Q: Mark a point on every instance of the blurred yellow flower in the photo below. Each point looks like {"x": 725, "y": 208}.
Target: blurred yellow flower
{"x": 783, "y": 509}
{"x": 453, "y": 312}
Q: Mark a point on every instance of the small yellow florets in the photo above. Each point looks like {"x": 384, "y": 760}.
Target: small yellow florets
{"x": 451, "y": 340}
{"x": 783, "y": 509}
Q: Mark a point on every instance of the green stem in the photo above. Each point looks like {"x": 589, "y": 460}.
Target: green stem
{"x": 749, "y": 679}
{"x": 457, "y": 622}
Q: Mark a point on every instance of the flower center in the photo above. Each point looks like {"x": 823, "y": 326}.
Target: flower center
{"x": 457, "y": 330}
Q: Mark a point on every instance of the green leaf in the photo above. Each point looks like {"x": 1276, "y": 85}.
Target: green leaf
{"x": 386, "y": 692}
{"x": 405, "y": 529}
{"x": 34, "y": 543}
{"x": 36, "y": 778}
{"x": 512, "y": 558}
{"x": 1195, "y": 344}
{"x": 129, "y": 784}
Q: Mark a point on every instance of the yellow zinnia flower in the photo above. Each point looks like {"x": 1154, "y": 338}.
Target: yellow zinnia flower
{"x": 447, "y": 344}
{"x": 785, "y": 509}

...

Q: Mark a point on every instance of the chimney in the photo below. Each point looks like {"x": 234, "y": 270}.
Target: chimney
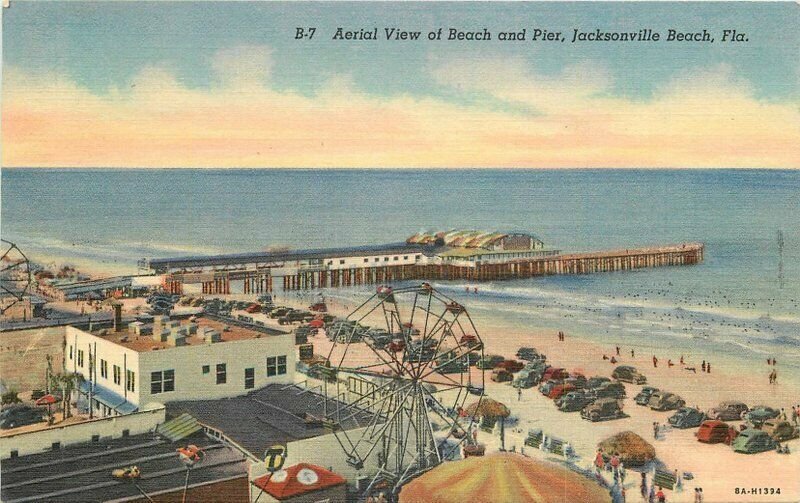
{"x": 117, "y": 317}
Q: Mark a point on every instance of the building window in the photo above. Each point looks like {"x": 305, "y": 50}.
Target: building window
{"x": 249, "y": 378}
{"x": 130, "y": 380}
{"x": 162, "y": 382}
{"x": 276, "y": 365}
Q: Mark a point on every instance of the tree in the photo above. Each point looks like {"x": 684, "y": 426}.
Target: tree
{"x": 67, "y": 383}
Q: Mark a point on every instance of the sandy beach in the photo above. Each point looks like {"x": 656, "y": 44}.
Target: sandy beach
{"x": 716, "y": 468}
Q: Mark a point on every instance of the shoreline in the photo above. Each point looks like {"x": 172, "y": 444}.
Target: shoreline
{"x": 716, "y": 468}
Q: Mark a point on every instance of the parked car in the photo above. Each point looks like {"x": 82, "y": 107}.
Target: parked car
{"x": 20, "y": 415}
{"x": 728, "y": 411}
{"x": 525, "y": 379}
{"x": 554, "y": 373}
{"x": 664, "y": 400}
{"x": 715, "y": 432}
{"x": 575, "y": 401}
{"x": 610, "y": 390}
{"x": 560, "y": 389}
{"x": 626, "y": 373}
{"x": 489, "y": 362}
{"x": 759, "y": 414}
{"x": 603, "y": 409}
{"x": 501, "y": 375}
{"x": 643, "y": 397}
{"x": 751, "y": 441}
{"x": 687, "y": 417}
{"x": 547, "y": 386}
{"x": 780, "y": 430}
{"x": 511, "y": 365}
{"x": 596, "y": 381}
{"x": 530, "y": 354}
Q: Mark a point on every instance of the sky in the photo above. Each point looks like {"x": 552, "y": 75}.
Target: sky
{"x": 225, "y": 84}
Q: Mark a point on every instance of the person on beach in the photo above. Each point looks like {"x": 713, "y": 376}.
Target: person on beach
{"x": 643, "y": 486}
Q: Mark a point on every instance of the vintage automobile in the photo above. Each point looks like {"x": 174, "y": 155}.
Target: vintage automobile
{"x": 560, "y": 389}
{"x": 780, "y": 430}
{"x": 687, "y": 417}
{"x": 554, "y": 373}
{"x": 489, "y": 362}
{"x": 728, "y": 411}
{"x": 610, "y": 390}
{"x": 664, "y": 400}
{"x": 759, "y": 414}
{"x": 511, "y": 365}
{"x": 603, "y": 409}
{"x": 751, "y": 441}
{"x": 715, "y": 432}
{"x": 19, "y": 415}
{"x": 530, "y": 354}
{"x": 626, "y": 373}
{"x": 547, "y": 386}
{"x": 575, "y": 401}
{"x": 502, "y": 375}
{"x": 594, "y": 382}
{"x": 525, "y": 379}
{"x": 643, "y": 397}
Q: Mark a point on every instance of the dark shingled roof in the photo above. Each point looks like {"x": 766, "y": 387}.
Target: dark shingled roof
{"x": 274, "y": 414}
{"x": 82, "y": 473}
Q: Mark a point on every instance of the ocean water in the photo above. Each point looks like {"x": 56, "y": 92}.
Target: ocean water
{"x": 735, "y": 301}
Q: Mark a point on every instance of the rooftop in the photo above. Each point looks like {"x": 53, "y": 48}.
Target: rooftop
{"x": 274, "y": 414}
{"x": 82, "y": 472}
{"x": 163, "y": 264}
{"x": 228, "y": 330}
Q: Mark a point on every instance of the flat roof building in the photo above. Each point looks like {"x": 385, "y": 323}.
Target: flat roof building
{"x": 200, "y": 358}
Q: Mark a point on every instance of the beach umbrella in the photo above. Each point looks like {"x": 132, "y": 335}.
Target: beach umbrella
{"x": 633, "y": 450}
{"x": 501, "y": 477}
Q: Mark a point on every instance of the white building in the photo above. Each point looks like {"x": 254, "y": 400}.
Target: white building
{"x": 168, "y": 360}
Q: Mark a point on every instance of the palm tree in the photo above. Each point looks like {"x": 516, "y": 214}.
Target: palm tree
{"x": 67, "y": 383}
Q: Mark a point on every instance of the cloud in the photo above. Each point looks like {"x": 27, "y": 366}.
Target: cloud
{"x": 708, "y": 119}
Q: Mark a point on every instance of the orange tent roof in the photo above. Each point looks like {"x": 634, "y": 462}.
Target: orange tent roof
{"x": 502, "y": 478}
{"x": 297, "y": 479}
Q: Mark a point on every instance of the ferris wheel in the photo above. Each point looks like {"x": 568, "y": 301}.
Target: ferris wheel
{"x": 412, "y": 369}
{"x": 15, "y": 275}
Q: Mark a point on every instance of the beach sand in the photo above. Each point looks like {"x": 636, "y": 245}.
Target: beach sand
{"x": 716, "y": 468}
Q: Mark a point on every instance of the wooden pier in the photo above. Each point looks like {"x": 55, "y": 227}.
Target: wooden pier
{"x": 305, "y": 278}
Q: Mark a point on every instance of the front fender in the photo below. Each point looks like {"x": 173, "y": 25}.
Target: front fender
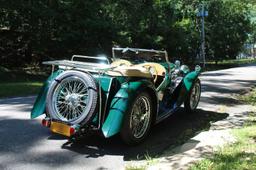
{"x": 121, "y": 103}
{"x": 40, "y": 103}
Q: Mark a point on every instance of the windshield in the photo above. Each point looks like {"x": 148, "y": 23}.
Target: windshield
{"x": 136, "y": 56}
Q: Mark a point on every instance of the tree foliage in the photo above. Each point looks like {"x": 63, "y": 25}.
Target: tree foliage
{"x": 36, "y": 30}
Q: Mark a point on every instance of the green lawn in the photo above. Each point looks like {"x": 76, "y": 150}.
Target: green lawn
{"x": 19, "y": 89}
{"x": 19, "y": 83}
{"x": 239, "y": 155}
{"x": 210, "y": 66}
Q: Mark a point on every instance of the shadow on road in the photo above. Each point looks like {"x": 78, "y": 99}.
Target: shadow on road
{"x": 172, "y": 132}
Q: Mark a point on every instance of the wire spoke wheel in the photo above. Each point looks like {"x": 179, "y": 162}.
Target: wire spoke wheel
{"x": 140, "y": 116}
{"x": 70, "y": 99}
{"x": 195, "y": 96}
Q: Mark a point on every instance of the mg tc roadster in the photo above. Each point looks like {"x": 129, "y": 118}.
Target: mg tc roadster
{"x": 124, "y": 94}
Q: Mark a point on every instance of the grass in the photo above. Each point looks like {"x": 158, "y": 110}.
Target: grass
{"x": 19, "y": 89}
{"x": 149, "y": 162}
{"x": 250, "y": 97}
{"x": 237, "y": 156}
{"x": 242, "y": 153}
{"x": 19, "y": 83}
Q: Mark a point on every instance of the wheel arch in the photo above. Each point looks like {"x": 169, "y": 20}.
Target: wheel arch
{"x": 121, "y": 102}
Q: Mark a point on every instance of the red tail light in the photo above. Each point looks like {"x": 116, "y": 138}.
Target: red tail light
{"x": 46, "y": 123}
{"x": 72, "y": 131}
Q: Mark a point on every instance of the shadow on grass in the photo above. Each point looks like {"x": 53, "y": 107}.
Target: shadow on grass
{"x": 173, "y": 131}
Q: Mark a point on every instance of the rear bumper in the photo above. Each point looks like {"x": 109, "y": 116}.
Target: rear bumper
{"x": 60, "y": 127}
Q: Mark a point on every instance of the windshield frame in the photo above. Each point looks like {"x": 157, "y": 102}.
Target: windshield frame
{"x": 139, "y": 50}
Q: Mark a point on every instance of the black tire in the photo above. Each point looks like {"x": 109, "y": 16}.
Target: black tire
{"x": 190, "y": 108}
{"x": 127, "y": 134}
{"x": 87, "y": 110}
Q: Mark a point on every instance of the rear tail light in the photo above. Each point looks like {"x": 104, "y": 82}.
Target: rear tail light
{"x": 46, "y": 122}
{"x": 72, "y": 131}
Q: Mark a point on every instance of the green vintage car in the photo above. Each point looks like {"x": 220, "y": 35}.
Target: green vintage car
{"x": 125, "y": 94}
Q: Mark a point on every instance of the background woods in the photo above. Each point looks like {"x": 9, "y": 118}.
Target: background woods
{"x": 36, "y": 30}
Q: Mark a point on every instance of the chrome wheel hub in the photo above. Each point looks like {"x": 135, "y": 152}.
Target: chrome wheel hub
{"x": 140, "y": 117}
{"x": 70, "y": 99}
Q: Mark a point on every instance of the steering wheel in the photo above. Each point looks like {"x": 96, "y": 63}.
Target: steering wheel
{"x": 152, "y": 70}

Exercise details ▸
Return each line above that contains the word "green", copied without changes.

Written answer ▸
Q: Mark a point on every instance of the green stem in the photo above. Each point looks like {"x": 589, "y": 460}.
Target: green stem
Q: Mark a point on every instance of the green leaf in the photo above. Each point looks like {"x": 1276, "y": 85}.
Target: green leaf
Q: Mark a point on every instance of the green lawn in the photo above. Each point looks like {"x": 76, "y": 150}.
Target: green lawn
Q: Mark a point on every instance of the green vintage car in the photo above. Each point looks like {"x": 220, "y": 35}.
Target: green vintage car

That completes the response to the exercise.